_What to work on:_
Print the following entries without any change.

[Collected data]
*****

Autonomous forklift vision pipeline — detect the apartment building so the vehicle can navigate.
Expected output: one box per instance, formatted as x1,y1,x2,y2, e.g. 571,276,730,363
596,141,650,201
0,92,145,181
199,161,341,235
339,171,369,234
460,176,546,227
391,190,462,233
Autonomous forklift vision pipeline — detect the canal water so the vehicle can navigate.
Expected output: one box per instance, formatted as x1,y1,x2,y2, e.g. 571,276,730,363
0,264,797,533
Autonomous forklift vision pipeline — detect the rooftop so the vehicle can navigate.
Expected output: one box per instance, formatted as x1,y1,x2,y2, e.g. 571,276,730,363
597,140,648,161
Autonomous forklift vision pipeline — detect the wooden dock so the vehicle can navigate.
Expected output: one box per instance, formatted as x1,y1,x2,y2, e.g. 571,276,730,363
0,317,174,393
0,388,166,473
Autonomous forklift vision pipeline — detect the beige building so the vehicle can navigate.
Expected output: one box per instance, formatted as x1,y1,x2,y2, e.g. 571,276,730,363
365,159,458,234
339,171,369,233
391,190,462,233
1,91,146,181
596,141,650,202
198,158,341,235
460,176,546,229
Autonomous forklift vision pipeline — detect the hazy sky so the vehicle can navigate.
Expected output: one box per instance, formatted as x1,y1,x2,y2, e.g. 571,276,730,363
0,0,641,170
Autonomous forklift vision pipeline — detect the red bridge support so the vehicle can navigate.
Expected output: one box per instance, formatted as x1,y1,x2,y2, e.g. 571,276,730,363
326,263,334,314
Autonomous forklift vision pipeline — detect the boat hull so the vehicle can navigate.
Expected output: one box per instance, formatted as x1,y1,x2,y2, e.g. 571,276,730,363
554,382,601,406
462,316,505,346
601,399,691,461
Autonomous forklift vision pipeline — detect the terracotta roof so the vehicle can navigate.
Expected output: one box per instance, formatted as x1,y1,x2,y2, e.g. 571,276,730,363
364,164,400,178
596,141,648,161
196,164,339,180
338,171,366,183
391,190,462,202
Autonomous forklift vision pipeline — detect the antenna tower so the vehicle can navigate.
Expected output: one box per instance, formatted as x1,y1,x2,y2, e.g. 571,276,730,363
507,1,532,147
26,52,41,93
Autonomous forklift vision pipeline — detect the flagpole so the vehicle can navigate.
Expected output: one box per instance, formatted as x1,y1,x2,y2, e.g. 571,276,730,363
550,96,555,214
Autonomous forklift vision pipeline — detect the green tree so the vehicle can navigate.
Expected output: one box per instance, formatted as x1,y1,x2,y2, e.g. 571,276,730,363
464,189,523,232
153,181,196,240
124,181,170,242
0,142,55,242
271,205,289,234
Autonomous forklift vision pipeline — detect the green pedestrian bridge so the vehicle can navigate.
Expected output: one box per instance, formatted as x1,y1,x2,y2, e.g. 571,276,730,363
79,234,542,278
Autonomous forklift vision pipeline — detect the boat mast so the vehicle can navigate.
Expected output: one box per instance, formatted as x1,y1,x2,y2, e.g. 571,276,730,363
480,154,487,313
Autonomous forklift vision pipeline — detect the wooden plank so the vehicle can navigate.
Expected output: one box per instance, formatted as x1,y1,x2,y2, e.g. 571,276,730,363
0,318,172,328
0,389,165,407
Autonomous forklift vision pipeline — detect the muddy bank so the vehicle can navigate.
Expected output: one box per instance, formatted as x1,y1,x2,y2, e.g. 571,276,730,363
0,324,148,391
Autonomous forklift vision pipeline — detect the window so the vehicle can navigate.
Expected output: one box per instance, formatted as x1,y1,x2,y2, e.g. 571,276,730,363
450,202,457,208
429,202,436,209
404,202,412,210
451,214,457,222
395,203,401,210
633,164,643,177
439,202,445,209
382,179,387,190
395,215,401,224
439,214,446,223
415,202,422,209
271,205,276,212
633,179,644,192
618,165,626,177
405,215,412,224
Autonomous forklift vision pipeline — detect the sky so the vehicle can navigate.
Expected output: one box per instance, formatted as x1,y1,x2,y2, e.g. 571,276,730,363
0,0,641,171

*****

_Exercise solution:_
Autonomous forklift vision pipeline — detect the apartment building so the vehicle can navigate.
Expected output: one box per instance, formatted as x1,y1,x2,y2, e.g. 571,276,730,363
596,141,650,201
0,92,145,181
199,161,341,235
339,171,369,234
460,176,546,227
391,190,462,233
Autonomous forklift vision pipeline — detect the canal water so the vehicle can navigate.
Expected output: one box per instance, formatted as x1,y1,x2,y2, e.g. 571,276,730,363
0,264,797,533
Autonomous forklift vision pipeline — detect the rooftop so the vehicle can navigate.
Expected output: one box per instance, formatted as x1,y1,x2,y2, e.g. 571,276,730,363
597,140,648,161
Autonomous forklift vision pipeline — detect the wooden dock so the vehicle can navigate.
Expected output: one box per instance, formatted as x1,y1,x2,y2, e.g. 571,276,730,363
0,317,174,393
0,388,166,473
Autonomous forklift vision pipeline — detect the beige building so the vehicle can navigate.
Expected output: one box per instance, formatted as x1,y1,x2,y2, e.g. 571,276,730,363
365,159,458,234
339,171,369,233
391,190,462,233
1,91,146,181
596,141,650,202
198,158,341,235
460,176,546,229
Autonomous forklift vision pipeline — detect the hazy sky so the vehicle can navigate.
Expected output: one box per instance, formatted as x1,y1,x2,y2, e.g. 571,276,730,363
0,0,641,170
Autonomous forklift vision pipeline — detect the red bridge support so the vehicle can navigate.
Expected output: one box per instance, formatted as x1,y1,x2,y2, e.g. 571,276,730,363
326,263,334,314
Autonomous forklift vision pipeline — detect the boat hull so the vehicle can navigate.
Expected output: one box per instance, formatted as x1,y1,x2,y2, e.g. 571,276,730,363
554,382,601,406
462,316,505,346
601,399,691,461
Autonomous forklift vision pipeline — detect the terracotta roof so the vehicle can navigate.
Expected output: one box per instance, formatted as x1,y1,x2,y2, e.g. 571,276,730,363
364,164,400,178
596,141,648,161
196,164,339,180
338,171,366,183
391,190,462,202
Autonomous forklift vision pipeline — detect the antenna tower so the vehicle can navigate.
Expected output: one box per instance, formatted as x1,y1,x2,y2, e.g. 571,276,730,363
507,1,532,147
26,52,41,93
Autonomous forklift vision pipeline — detect the flagpole so the vehicle can navigate.
Expected output: one box per instance, formatted as x1,y1,x2,y2, e.g. 571,276,730,363
550,96,555,214
Autonomous forklift vision pipeline — detect the green tree so the vehicle can navigate.
Expected output: one box per instance, formatted as x1,y1,x2,y2, e.g. 571,276,730,363
464,189,523,232
153,181,196,240
124,181,170,242
0,142,55,242
271,205,289,234
Autonomous forklift vision pipeline — detect the green pedestrian bridge so the vehicle can navigate.
Expected output: one box per instance, formatted as x1,y1,x2,y2, e.g. 571,276,730,363
79,234,542,278
Autonomous forklift vision pipeline — detect the boat mast so the vehicle can navigate.
Expected output: one box per instance, formatted as x1,y1,x2,y2, e.g. 571,276,730,363
480,154,487,313
Autonomous forklift vision pipeline — detect the wooden plank so the vehicle can navigate.
Expected output: one box per instance, formatted as x1,y1,x2,y2, e.g. 571,276,730,363
0,318,172,328
0,389,165,407
Autonomous forklift vision pipeline — detect the muddy bank so the vehicle can navigate.
Expected output: one box per instance, formatted as x1,y1,x2,y2, e.g. 571,276,730,363
0,324,148,391
Autonomous forklift vision pipeline — detect the window so the vehicle can navigate.
Expected output: one box per instance, formatted as x1,y1,x2,y2, e.g. 571,276,730,363
450,202,457,208
429,202,436,209
404,202,412,210
451,214,457,222
395,203,401,210
633,164,643,177
439,202,445,209
382,179,387,190
395,215,401,224
439,214,446,223
415,202,422,209
271,205,276,212
633,179,644,192
618,165,626,177
405,215,412,224
Autonomous forklift vision pipeline — detect the sky so the vehicle can navigate.
Expected output: one box per instance, formatted as x1,y1,x2,y2, e.g. 571,276,730,363
0,0,641,171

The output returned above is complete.